(Records of labeled boxes)

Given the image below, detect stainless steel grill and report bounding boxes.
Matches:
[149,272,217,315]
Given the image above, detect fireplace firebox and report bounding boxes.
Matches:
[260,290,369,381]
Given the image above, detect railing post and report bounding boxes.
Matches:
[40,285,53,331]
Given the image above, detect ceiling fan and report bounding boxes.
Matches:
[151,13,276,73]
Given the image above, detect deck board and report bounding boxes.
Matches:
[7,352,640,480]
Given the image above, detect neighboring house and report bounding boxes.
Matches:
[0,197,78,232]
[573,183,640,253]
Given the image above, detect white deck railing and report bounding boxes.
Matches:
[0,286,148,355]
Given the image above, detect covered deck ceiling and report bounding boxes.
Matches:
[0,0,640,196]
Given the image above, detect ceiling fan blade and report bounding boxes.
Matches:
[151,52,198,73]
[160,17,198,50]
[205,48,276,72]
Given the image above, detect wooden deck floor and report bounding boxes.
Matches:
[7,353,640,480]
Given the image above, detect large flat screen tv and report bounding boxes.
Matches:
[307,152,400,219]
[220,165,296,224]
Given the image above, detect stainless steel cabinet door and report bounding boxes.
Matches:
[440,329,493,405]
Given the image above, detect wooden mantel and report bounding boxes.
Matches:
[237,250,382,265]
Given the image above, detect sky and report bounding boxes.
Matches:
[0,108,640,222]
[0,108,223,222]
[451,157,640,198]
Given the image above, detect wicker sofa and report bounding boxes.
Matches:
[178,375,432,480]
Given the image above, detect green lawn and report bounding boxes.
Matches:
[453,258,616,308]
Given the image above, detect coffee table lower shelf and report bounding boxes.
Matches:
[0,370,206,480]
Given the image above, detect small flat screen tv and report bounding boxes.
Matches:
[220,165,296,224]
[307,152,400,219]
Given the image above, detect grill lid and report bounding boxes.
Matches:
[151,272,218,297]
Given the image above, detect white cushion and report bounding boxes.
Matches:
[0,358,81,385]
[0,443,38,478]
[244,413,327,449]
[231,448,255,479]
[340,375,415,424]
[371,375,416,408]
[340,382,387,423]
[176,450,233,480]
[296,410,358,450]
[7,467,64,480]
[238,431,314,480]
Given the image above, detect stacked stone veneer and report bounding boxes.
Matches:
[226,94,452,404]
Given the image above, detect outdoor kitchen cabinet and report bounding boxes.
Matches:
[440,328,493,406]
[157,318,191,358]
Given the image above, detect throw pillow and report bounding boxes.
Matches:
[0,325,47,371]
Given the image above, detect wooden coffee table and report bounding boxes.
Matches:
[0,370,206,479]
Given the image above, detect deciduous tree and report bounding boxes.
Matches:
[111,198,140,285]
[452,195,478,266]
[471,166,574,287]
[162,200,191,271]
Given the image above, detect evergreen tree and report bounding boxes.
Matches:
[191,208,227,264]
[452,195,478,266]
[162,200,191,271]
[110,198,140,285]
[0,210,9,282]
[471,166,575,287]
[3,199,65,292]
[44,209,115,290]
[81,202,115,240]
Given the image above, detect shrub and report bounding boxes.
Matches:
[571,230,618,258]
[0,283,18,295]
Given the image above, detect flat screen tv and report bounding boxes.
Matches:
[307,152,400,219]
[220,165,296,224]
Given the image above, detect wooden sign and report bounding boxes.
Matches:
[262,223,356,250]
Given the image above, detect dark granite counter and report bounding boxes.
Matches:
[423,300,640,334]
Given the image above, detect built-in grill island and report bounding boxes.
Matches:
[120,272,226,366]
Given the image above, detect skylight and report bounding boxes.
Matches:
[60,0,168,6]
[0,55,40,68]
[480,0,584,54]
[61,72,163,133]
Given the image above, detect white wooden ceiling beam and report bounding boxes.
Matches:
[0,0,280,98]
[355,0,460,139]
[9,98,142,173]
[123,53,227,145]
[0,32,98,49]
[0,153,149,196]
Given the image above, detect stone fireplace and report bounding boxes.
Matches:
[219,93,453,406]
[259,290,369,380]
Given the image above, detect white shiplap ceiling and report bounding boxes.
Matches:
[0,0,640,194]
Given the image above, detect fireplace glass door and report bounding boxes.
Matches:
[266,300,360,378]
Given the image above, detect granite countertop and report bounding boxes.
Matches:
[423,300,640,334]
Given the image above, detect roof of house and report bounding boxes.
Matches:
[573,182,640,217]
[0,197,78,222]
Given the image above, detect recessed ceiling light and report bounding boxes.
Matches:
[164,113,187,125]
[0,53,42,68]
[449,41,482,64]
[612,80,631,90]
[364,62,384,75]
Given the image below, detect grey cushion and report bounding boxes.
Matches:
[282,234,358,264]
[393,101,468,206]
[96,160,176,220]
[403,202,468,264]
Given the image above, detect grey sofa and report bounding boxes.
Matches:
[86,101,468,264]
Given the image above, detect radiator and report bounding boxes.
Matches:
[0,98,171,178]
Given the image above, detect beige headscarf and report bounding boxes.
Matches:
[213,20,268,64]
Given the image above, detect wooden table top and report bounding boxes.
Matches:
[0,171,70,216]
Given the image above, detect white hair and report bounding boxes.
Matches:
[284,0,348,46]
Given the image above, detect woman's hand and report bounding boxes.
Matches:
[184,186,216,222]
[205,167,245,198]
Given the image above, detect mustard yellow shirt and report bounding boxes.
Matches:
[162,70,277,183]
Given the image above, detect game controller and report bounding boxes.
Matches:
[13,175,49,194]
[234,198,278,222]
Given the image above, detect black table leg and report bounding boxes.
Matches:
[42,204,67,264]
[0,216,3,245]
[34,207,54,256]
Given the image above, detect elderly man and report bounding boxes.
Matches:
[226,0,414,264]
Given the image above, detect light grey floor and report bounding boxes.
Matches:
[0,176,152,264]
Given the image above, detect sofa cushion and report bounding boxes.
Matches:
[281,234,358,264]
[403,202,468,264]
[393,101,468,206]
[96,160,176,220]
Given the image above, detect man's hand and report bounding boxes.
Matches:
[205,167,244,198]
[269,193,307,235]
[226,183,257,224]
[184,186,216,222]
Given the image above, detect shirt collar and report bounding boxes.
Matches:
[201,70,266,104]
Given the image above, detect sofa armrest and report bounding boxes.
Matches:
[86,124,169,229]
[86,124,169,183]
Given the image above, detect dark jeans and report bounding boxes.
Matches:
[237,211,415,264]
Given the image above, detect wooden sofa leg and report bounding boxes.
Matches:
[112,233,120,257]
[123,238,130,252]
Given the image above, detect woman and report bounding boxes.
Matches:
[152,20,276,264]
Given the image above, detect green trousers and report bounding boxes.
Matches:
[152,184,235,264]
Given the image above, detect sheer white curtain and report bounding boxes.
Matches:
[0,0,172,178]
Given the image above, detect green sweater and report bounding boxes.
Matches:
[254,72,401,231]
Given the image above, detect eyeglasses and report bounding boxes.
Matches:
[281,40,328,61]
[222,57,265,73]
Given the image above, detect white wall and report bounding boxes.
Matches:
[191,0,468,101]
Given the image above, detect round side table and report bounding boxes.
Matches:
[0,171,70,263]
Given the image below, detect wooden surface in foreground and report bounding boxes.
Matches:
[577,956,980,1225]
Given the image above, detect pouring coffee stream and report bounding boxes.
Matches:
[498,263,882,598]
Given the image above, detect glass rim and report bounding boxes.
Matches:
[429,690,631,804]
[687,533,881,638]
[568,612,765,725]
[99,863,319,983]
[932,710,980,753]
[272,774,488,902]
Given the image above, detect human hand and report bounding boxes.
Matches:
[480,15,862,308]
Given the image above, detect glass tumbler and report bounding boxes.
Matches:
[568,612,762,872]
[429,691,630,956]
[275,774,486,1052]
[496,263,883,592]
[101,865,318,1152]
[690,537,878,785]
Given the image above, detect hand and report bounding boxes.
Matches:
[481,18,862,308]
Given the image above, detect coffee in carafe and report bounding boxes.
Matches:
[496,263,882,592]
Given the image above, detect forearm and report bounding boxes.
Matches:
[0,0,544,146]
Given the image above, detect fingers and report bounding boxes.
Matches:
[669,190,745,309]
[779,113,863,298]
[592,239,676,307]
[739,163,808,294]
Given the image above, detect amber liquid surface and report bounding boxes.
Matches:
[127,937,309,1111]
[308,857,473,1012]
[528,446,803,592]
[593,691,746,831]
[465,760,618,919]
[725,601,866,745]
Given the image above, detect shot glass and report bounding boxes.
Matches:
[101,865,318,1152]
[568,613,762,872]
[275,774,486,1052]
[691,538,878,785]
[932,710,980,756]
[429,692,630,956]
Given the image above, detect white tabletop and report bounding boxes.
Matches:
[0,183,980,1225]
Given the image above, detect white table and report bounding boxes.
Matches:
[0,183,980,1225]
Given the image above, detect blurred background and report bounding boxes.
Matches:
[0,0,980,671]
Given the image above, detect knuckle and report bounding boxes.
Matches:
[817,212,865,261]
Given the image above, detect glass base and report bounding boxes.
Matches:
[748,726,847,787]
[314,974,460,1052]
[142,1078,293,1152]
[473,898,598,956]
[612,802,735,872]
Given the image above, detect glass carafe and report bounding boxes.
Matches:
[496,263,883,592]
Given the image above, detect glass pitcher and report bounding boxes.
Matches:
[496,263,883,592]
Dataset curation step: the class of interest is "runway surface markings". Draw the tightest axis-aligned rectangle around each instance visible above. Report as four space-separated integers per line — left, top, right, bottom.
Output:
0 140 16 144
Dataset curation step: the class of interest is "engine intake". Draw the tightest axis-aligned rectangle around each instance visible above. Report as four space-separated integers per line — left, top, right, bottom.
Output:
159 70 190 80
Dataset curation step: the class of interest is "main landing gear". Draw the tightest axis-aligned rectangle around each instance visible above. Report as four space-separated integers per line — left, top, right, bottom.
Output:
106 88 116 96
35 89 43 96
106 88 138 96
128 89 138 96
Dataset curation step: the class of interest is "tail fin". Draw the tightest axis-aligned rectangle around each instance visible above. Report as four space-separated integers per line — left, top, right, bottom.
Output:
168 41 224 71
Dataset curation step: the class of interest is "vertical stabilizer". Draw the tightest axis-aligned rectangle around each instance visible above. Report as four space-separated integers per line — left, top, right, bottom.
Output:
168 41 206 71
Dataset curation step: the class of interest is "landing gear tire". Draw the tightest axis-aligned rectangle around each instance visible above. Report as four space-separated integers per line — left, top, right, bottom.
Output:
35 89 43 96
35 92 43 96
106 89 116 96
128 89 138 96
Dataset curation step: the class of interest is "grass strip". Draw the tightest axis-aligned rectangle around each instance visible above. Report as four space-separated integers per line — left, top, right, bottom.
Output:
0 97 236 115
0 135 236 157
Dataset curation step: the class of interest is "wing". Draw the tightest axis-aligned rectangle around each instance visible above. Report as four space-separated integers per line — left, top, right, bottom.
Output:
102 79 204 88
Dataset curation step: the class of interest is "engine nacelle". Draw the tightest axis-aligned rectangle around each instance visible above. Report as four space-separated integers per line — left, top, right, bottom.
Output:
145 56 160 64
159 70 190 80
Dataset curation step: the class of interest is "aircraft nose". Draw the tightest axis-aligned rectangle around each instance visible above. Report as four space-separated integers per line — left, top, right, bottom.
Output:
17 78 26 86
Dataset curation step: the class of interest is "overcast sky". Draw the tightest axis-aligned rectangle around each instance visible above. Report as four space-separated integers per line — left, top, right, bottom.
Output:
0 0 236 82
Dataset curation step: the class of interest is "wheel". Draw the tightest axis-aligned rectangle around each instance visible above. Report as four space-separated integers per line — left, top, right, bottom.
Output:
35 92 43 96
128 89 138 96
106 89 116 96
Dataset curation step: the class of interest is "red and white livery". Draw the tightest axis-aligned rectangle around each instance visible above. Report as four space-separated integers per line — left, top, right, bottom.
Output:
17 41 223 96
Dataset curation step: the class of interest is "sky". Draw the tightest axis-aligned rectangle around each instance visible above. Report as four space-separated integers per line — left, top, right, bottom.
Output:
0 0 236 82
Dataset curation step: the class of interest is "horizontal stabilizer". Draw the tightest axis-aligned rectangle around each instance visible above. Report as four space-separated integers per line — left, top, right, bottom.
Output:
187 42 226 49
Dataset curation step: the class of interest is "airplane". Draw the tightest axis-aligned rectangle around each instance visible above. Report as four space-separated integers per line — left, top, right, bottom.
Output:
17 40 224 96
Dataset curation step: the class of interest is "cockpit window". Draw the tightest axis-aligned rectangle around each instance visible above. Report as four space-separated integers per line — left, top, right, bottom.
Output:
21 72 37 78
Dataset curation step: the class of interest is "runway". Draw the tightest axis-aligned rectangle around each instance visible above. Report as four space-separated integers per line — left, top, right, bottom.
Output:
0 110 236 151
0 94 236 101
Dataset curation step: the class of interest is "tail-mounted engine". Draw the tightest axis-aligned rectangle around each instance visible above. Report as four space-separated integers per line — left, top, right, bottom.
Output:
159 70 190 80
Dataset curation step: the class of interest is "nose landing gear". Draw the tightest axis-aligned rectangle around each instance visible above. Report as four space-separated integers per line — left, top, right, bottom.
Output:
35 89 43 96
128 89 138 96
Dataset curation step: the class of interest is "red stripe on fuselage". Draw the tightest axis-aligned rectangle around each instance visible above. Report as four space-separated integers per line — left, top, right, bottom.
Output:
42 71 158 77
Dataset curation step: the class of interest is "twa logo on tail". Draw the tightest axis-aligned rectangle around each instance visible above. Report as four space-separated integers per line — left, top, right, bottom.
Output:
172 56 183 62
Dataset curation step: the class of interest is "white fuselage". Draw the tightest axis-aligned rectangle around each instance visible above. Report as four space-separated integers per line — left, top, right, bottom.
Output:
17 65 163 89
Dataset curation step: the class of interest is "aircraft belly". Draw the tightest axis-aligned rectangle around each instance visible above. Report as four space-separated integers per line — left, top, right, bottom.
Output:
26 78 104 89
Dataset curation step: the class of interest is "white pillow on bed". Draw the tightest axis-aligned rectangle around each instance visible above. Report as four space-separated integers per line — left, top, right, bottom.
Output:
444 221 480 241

- **PROBLEM TO WORK ON**
Rewrite the rows starting at the line containing "Given the image above, detect wooden sign" and ending at the line containing "[61,72,163,133]", keeping each request as it stands. In the answers, multiply every bounding-box coordinate by 1.25 and round to the nearest whole number, with halves going up.

- **RESULT OF THE TASK**
Given the image above, detect wooden sign and report bounding boxes.
Matches:
[328,279,445,313]
Given the image above, detect dark granite counter and report bounding boxes.
Matches:
[529,375,800,418]
Given the image above, detect built-in grill island and report bounding boxes.
Matches:
[150,340,283,458]
Given the image above, detect skylight and report bounding boxes.
Matches:
[75,0,210,8]
[0,69,50,85]
[600,0,730,68]
[76,90,204,166]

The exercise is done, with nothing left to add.